Problem details
Tally the lines in the items below that contain the string "field", treating uppercase and lowercase as different. Reply with the number alone.

[Named-object pointing records]
+++++

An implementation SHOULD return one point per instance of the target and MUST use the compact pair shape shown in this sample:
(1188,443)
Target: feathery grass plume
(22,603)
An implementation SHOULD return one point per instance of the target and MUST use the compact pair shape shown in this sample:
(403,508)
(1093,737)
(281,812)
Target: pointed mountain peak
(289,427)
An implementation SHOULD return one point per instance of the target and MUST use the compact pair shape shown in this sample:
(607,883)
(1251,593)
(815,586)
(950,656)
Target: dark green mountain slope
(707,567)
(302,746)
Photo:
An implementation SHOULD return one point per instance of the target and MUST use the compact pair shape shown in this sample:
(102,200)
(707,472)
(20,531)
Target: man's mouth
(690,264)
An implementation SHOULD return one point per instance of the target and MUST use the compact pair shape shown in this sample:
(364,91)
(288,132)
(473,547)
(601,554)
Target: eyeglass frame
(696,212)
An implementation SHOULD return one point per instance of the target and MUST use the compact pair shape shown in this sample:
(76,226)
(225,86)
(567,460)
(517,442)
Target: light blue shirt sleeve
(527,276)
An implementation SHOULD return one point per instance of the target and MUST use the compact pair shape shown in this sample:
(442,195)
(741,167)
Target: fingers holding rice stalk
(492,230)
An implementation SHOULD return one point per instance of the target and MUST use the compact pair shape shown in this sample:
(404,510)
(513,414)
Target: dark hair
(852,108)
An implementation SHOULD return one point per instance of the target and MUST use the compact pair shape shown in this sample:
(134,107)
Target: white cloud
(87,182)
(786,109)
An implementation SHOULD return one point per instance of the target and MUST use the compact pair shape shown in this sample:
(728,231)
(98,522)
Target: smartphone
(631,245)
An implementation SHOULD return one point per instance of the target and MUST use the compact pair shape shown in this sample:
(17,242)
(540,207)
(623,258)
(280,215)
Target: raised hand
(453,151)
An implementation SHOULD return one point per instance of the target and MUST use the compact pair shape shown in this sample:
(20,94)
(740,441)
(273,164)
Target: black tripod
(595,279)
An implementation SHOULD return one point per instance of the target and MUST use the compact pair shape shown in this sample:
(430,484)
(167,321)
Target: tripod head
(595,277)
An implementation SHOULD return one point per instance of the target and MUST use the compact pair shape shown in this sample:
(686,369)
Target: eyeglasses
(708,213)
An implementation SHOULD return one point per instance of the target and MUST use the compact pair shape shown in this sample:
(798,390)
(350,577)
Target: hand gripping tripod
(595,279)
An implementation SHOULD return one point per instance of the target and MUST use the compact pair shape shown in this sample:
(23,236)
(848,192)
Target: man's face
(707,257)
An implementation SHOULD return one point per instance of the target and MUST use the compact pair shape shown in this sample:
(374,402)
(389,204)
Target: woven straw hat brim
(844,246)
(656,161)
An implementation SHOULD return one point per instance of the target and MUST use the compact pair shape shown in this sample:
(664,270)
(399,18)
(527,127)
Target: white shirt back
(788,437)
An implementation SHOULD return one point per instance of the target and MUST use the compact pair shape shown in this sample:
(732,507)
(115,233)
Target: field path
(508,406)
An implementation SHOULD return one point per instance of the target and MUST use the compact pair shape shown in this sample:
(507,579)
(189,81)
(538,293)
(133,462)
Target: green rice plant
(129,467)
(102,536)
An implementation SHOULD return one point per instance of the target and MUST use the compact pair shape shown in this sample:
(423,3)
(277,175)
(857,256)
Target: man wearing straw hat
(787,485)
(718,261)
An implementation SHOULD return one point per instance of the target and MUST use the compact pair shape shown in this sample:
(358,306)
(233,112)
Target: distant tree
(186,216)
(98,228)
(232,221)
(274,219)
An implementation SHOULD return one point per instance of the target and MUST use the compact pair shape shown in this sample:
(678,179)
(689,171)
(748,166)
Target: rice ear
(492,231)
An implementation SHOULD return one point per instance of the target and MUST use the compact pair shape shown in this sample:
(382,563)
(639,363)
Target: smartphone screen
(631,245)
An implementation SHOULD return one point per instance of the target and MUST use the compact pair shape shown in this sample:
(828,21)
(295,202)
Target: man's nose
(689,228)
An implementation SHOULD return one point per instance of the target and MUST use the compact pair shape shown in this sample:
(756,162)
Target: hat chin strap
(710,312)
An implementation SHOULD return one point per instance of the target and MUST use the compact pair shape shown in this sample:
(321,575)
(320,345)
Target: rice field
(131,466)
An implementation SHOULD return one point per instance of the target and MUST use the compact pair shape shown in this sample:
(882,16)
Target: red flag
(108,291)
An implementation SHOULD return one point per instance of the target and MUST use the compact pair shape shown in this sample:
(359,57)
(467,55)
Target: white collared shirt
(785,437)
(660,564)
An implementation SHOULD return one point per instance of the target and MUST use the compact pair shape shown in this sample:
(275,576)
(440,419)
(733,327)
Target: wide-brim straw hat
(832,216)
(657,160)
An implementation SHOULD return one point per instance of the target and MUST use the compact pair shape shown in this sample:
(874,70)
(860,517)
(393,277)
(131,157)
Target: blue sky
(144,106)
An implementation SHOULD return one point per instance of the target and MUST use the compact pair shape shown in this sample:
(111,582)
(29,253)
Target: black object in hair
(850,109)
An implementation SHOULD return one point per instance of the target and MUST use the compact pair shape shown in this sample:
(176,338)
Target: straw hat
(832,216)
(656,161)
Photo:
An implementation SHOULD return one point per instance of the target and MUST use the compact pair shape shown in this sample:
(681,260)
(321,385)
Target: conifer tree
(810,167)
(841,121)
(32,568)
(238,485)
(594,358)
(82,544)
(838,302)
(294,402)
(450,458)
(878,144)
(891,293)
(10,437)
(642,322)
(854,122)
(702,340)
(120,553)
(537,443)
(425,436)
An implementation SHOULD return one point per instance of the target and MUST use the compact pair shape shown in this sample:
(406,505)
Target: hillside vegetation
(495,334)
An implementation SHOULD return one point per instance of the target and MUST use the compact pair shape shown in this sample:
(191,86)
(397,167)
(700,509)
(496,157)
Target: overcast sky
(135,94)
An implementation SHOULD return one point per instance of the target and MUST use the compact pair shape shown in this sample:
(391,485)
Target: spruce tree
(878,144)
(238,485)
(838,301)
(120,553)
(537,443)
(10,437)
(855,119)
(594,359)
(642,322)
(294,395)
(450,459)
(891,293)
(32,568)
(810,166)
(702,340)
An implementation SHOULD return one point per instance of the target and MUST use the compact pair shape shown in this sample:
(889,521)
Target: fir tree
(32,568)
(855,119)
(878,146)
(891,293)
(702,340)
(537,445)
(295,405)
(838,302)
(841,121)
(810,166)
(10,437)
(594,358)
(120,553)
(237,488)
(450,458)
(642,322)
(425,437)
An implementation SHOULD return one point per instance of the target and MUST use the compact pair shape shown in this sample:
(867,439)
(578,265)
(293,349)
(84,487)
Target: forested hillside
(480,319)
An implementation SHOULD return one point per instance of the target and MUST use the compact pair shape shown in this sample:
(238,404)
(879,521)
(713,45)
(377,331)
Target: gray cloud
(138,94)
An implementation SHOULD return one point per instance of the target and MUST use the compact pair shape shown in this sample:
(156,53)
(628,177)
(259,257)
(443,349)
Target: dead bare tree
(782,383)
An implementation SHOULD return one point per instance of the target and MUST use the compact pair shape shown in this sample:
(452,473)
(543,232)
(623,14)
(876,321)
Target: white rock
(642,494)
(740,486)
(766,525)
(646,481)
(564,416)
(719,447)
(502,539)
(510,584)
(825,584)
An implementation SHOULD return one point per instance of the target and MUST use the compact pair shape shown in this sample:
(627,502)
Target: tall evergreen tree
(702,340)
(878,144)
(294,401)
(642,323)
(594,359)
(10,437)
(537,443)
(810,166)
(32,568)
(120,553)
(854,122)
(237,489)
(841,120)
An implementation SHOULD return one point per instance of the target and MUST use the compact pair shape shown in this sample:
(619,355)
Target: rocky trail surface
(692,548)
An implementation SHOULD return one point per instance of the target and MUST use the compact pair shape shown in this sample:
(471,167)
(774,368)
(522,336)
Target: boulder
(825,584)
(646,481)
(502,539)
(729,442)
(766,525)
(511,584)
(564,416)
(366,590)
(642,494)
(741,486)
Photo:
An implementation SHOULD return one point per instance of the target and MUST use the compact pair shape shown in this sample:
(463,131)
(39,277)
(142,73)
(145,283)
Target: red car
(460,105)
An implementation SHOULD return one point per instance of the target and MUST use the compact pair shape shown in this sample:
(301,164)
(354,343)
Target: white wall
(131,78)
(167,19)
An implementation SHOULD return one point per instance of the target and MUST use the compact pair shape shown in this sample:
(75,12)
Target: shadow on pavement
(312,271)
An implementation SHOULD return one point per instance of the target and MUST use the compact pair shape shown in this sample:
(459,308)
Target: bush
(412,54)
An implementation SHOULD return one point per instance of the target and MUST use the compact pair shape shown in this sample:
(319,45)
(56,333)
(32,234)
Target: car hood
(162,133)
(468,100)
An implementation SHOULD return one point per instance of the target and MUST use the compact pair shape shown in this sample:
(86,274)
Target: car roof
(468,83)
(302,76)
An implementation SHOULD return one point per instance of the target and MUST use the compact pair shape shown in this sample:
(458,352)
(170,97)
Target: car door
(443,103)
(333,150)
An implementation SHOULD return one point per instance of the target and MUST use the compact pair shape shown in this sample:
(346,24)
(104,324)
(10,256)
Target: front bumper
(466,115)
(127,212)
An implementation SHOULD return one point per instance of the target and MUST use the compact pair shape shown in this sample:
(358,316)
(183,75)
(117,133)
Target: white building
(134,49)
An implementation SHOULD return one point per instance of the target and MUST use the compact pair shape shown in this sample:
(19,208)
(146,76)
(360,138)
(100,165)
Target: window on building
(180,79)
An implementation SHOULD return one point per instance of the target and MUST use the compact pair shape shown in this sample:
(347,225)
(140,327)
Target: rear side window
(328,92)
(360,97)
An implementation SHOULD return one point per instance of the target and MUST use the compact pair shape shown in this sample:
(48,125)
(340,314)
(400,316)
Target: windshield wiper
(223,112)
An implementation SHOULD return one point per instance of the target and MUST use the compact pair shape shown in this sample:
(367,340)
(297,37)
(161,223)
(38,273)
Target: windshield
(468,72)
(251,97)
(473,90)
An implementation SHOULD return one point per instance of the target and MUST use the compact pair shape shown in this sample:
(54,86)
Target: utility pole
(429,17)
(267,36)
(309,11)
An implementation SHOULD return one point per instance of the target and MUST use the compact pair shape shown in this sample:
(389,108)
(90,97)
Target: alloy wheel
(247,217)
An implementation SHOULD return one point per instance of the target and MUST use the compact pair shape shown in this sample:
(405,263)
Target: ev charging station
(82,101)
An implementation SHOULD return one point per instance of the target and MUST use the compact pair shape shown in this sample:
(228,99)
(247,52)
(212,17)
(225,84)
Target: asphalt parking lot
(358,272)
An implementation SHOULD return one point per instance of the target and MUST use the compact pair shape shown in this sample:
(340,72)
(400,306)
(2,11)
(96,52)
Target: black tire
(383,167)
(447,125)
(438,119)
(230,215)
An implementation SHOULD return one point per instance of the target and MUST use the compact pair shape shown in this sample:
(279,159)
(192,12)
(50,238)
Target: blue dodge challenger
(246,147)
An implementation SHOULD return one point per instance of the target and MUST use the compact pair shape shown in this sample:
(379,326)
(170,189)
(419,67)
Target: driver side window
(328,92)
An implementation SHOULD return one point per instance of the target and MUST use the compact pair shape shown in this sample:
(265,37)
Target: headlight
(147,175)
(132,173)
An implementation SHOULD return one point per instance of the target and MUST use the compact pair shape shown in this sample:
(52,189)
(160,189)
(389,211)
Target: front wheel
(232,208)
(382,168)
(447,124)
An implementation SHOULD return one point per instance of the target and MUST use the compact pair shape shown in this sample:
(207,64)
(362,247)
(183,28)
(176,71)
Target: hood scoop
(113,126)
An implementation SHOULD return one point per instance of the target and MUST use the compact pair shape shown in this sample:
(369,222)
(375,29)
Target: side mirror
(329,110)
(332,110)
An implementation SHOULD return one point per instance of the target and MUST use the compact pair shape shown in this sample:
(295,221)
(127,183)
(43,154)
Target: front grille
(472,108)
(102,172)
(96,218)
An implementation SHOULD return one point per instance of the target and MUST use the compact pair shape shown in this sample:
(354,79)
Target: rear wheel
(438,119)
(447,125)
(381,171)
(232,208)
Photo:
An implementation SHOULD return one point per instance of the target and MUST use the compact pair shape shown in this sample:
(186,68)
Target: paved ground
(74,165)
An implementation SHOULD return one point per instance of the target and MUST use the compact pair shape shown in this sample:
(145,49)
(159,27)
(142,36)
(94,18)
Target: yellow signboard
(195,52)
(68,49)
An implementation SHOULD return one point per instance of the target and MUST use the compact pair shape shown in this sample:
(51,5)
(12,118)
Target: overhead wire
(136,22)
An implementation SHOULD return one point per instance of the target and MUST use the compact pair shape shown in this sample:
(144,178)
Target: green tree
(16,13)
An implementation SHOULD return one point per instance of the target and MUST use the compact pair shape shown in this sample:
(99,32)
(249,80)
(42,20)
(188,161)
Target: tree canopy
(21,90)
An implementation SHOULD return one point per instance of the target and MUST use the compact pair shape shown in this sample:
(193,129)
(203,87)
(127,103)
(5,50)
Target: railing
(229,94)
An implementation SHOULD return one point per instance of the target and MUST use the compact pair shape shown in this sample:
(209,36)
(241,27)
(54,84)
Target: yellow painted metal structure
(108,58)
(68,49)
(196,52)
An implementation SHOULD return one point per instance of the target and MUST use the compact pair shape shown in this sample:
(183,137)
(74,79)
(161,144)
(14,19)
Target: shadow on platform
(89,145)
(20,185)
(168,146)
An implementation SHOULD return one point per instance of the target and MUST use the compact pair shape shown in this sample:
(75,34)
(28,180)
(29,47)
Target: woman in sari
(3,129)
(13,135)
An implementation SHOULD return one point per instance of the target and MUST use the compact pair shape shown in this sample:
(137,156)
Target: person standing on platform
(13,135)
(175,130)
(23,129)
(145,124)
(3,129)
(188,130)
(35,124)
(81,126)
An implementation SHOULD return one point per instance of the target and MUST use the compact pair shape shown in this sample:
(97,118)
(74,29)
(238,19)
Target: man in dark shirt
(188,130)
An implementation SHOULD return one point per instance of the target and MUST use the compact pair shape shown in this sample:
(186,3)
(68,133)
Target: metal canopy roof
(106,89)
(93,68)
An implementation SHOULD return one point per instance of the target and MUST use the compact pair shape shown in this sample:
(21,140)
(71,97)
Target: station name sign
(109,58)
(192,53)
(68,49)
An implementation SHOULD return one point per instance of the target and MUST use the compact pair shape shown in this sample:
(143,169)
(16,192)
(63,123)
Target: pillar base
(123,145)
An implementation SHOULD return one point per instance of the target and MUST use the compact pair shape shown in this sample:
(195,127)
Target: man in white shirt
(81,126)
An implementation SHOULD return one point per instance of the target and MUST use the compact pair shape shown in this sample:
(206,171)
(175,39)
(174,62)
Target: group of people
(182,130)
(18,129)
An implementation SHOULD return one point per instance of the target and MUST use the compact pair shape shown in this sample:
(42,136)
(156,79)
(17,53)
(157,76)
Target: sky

+++++

Solution to the exercise
2